[Provided records]
***

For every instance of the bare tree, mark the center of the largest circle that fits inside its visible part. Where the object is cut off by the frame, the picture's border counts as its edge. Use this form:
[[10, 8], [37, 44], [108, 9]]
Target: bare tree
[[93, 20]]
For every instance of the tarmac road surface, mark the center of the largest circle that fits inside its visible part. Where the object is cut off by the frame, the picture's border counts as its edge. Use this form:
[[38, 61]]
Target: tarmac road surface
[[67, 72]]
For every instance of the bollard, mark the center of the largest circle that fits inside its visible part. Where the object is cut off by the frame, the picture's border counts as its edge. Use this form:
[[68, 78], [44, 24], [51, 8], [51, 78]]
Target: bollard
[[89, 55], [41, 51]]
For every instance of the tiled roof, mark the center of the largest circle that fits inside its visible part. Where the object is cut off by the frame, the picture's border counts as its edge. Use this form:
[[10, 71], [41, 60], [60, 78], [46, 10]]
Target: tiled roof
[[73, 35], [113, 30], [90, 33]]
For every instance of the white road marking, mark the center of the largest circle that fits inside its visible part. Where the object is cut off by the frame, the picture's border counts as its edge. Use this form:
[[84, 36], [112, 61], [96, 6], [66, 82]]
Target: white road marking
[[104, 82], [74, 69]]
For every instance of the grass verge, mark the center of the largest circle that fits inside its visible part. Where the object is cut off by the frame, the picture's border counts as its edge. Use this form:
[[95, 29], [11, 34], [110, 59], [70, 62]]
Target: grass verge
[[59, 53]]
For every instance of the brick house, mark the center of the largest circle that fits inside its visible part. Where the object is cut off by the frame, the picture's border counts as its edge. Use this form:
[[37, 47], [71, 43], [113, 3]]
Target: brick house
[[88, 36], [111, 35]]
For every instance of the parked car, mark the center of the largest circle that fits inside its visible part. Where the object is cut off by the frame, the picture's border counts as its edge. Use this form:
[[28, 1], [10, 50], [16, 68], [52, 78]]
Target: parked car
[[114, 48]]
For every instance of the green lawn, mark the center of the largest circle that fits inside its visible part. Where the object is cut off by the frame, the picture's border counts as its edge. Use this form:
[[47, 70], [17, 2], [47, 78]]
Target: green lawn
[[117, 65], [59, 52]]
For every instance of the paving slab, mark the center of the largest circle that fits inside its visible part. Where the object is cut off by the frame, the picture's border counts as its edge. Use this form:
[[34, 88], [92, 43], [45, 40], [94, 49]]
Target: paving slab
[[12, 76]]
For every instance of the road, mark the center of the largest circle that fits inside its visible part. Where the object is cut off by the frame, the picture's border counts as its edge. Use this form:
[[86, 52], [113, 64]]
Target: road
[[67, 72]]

***

[Activity] Output, from the data above, the lines from the line with "Target: grass verge" to the line with "[[28, 1], [10, 50], [16, 68], [52, 78]]" exactly as they stand, both ends included and nothing else.

[Solution]
Target: grass verge
[[59, 53]]
For every instance of the brick house, mark the center of the largest circle that fits inside its visible part. Where the object is cut off by the frame, the picture's border counts as its edge. Use this form:
[[37, 47], [71, 43], [113, 3]]
Target: brick house
[[88, 36], [111, 35]]
For every instance of the parked car, mark the center of the largest circle that fits inside its visible part. Where the object is cut off by the frame, the picture's border counts as its edge. Use this form:
[[28, 1], [10, 50], [16, 68], [52, 78]]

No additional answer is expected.